---- QUOTED PASSAGE

Murals
From the late 1940s to the mid-1960s, Steinberg had an active career as a muralist, though the works are little known, some having been destroyed, others disassembled. In these years, he completed eight mural projects in the US and Europe and turned down many more.24 The murals, writes Joel Smith, “demanded a merger of technical ingenuity and visual invention, as [Steinberg] experimented to fit a page-illuminator’s style to architectural scale.” The first mural (1947; now destroyed) was a Central Park equestrian scene for the seventh floor of the Bonwit Teller department store in New York. Steinberg provided drawings, one of which survives, that were then turned into a mural by hired hands.
The second project, completed in 1948, was far more labor-intensive: an 89-foot mural of Cincinnati for the Skyline Room in the city’s new Terrace Plaza Hotel, the first International Style hotel in America, designed by Skidmore, Owings, & Merrill (the owners also commissioned a mural by Miró and a mobile by Calder). Steinberg executed the eight oil-on-canvas panels himself, rescuing the city and its inhabitants from a conventional panoramic view through an all-over composition that stacks elements on an upright plane; realistic proportions and perspectival logic have no place in this mural.25
The system reminds us that there are always continuities and visual cross-overs in Steinberg’s art. The vertical stacking, which gave him more room to draw and became a common compositional resource, first appeared in his full-page “Panorami” drawings of the 1930s in Bertoldo.

--------

* **PROBLEM TO SOLVE**
Transcribe the passage on Steinberg's murals above, from "The second project, completed" to "1930s in Bertoldo.".

---- DATASET EXCERPT

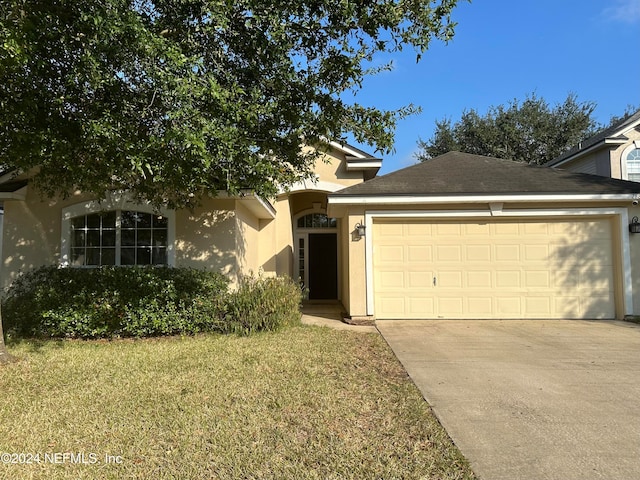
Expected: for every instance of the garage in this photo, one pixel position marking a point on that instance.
(463, 236)
(538, 269)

--------

* **CORRECT RESULT**
The second project, completed in 1948, was far more labor-intensive: an 89-foot mural of Cincinnati for the Skyline Room in the city’s new Terrace Plaza Hotel, the first International Style hotel in America, designed by Skidmore, Owings, & Merrill (the owners also commissioned a mural by Miró and a mobile by Calder). Steinberg executed the eight oil-on-canvas panels himself, rescuing the city and its inhabitants from a conventional panoramic view through an all-over composition that stacks elements on an upright plane; realistic proportions and perspectival logic have no place in this mural.25
The system reminds us that there are always continuities and visual cross-overs in Steinberg’s art. The vertical stacking, which gave him more room to draw and became a common compositional resource, first appeared in his full-page “Panorami” drawings of the 1930s in Bertoldo.